**Description of the task**
Answer with a number only: how many lines of the entries below contain the word "then"?

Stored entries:
◆ ◆ ◆ ◆ ◆

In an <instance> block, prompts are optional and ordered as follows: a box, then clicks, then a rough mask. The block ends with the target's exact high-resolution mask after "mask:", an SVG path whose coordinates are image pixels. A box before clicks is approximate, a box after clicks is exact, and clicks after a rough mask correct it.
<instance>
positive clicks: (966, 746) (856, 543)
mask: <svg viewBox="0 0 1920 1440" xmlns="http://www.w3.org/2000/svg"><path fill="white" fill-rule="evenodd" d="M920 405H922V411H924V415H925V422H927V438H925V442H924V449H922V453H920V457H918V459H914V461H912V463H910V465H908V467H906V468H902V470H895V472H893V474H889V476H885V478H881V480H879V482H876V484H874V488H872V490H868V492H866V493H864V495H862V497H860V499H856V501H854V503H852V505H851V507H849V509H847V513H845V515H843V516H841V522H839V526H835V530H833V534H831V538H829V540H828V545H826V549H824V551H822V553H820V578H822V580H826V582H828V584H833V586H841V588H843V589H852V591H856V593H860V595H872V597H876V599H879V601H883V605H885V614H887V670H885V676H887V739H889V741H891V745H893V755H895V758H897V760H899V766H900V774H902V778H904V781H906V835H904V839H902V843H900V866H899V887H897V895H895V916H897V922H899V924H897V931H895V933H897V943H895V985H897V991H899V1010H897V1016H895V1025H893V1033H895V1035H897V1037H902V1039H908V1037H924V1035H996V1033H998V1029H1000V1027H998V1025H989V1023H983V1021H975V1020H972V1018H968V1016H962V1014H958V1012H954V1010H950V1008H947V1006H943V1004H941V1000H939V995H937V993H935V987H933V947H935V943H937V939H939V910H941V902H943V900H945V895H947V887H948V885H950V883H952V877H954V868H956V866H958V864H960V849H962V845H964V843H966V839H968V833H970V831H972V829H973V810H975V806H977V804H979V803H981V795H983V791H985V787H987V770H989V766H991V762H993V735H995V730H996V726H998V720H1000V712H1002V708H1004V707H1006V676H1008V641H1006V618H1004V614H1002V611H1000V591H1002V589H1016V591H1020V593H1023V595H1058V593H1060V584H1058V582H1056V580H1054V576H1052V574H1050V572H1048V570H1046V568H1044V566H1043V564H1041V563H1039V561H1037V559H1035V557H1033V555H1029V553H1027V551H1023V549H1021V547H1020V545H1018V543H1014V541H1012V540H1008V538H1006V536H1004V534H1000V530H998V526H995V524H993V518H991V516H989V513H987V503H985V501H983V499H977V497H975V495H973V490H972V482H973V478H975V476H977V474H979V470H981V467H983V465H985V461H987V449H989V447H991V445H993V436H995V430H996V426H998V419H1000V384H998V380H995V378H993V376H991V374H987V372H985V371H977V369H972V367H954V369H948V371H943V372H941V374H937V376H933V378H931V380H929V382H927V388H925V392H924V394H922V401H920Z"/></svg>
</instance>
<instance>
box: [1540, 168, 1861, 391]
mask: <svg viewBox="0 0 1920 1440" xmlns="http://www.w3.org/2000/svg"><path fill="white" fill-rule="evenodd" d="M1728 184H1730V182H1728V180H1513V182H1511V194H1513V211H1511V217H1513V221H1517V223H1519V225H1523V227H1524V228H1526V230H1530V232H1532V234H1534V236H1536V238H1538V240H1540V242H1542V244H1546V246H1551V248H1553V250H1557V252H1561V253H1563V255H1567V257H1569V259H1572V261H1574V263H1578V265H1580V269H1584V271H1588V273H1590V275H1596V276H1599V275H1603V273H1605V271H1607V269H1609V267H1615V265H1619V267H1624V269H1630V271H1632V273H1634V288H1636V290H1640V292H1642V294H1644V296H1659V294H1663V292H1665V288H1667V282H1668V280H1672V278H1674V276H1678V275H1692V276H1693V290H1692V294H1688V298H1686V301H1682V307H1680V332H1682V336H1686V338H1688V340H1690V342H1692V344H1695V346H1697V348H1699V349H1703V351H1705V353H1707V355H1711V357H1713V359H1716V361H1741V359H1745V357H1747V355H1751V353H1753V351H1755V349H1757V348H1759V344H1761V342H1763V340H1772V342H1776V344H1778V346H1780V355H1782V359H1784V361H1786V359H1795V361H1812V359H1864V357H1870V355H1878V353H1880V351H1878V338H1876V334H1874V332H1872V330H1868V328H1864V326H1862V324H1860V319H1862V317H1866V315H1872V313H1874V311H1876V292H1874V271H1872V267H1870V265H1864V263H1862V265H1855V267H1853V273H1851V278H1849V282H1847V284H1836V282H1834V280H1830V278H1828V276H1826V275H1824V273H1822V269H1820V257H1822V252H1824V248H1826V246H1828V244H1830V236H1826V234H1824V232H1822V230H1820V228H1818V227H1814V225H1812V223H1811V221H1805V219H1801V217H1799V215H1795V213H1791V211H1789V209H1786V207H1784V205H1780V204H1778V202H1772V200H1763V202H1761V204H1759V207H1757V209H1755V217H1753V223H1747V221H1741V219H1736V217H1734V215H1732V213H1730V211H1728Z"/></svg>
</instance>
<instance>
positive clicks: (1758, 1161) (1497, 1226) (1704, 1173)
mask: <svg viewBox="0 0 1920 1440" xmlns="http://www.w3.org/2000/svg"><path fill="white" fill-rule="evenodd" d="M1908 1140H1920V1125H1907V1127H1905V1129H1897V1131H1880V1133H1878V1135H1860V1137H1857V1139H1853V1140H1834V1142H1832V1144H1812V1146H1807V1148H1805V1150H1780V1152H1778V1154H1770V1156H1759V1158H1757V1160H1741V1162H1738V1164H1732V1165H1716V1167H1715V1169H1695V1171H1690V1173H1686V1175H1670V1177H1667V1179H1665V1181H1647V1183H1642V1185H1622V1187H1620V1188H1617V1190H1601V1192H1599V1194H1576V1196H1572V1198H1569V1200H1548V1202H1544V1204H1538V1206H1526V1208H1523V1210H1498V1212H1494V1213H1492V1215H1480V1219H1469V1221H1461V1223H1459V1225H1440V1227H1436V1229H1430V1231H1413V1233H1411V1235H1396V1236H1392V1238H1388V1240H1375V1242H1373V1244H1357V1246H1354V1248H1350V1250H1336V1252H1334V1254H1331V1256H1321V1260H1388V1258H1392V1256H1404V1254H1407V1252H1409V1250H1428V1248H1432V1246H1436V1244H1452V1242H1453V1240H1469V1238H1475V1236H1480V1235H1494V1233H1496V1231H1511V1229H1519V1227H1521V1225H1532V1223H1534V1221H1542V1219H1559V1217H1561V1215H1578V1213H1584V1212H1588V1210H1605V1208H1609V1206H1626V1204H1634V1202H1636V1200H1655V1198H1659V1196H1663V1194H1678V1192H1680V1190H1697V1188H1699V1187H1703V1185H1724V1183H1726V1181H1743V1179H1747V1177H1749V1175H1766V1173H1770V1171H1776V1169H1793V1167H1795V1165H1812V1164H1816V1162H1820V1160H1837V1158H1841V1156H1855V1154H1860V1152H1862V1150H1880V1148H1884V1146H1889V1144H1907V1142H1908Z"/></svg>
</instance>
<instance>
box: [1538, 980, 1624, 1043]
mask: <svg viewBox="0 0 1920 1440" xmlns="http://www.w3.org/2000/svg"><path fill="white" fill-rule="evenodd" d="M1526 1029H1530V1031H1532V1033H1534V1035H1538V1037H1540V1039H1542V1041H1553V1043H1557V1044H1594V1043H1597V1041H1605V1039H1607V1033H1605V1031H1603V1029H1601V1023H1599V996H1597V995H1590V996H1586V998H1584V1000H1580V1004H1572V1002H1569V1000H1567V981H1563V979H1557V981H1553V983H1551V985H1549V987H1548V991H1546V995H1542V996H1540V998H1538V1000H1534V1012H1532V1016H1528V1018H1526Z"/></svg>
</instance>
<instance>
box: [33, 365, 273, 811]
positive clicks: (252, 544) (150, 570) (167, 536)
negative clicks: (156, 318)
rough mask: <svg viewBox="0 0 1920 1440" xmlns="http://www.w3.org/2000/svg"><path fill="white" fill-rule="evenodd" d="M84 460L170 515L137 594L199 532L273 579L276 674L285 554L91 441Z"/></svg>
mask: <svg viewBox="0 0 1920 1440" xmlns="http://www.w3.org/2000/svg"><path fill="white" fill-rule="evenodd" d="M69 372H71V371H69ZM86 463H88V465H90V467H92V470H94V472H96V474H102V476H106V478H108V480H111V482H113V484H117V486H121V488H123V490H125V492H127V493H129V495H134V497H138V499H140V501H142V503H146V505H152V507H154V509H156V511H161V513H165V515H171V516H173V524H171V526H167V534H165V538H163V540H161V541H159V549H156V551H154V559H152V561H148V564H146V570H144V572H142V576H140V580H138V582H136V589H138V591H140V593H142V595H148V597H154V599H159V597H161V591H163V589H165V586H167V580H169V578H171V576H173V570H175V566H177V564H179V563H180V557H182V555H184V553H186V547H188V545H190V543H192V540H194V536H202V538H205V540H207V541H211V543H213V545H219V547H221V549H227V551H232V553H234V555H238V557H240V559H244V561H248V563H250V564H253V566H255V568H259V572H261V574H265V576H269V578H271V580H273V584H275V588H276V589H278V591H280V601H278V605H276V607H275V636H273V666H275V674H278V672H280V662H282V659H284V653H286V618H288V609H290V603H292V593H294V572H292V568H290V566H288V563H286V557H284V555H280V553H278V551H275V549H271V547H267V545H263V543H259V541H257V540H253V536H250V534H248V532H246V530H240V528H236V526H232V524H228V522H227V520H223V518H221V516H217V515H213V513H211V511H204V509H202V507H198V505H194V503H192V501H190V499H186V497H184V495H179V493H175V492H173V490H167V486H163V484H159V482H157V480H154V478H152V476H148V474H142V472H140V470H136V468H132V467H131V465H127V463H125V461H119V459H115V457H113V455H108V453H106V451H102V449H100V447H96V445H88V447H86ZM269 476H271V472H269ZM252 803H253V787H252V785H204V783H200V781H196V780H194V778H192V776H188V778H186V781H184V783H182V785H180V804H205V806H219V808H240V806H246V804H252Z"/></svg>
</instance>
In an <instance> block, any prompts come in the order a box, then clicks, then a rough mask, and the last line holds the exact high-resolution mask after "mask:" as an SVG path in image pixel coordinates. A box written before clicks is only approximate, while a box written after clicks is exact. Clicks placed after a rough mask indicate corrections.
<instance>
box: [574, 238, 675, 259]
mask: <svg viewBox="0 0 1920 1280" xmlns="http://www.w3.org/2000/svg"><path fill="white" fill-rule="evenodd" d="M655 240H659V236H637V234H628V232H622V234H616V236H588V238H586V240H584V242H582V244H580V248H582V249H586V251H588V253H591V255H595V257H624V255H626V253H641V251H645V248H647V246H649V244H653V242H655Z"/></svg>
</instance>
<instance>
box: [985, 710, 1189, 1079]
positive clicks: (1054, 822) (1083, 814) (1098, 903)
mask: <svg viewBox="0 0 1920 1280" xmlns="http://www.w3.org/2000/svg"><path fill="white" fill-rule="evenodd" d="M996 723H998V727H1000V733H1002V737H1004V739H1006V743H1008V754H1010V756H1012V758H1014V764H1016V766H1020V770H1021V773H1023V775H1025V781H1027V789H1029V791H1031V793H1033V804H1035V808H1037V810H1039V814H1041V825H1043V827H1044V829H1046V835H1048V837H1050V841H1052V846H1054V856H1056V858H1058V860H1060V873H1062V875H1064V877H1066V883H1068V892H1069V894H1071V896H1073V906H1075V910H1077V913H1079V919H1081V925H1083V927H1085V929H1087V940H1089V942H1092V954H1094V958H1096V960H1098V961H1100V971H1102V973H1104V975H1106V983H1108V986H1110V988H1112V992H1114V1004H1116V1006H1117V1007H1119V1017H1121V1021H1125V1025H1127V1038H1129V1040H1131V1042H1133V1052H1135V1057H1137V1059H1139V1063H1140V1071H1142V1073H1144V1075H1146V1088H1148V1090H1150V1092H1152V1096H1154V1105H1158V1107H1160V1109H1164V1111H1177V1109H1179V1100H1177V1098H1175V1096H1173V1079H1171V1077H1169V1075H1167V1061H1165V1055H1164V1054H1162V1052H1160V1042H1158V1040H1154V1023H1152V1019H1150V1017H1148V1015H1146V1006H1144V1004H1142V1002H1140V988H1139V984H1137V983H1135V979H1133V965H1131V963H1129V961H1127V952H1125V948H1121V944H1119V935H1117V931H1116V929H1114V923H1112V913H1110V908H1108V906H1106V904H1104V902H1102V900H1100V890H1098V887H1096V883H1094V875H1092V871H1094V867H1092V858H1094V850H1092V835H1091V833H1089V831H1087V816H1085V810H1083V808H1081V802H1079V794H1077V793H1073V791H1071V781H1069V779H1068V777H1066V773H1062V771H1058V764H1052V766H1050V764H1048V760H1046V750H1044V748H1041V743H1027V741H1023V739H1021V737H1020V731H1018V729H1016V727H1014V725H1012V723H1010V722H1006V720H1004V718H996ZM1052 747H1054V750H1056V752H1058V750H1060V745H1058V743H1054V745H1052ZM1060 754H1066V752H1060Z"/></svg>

◆ ◆ ◆ ◆ ◆

**Solution to this exercise**
2